* **Goal of the exercise**
Across the listing below, how many lines include the string "water"? Reply with the number alone.

* **Data for processing**

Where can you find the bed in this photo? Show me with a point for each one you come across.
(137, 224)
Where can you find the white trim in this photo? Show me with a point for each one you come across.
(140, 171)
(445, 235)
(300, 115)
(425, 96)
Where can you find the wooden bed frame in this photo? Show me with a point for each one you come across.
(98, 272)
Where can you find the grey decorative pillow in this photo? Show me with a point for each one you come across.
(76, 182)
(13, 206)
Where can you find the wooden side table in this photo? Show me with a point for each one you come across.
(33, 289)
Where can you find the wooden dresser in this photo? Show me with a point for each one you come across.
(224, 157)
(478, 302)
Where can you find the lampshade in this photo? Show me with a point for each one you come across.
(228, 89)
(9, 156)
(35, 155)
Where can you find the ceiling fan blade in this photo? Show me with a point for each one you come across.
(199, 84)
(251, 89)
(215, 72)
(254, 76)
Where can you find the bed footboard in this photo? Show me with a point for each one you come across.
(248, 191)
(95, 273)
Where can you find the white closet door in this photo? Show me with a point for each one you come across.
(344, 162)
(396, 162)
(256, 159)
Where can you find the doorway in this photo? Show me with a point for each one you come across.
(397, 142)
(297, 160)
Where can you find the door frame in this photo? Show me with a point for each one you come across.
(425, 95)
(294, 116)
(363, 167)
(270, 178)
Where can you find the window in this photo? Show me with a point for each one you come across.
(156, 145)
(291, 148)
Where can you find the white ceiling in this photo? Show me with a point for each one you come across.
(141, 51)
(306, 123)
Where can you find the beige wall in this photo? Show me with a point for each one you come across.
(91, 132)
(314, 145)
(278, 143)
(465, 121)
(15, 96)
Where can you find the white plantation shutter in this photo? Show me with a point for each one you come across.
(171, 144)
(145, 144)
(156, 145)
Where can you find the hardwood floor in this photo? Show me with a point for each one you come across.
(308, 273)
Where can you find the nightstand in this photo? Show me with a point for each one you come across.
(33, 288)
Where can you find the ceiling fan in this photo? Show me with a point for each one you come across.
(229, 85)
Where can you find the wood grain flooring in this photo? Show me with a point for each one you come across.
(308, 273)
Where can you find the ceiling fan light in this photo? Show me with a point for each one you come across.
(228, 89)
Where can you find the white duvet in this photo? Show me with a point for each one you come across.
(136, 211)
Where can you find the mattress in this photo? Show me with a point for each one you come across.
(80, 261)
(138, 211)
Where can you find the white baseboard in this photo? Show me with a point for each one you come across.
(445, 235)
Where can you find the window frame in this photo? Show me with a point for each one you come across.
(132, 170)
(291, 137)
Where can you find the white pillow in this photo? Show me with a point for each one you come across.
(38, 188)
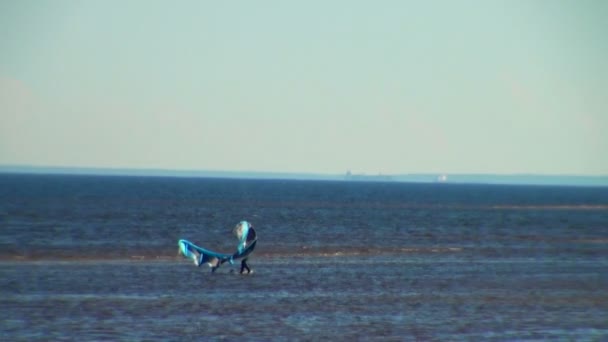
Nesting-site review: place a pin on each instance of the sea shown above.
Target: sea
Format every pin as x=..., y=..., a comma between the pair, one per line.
x=94, y=258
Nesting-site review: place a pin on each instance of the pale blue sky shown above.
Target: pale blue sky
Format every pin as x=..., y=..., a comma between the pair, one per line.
x=392, y=87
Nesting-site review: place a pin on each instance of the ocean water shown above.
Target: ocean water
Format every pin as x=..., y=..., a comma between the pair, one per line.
x=95, y=258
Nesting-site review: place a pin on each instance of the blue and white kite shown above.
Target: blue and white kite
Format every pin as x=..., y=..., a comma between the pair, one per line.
x=247, y=240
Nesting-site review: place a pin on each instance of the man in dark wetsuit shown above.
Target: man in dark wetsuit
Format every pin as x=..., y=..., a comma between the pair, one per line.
x=251, y=236
x=247, y=239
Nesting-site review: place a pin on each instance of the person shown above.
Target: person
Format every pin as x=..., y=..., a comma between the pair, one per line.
x=247, y=238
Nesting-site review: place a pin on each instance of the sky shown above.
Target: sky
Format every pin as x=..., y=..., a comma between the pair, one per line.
x=374, y=87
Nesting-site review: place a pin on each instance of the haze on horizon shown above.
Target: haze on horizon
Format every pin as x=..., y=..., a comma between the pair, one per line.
x=390, y=87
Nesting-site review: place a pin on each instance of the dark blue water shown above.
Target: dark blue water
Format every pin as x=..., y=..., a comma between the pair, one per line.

* **Output**
4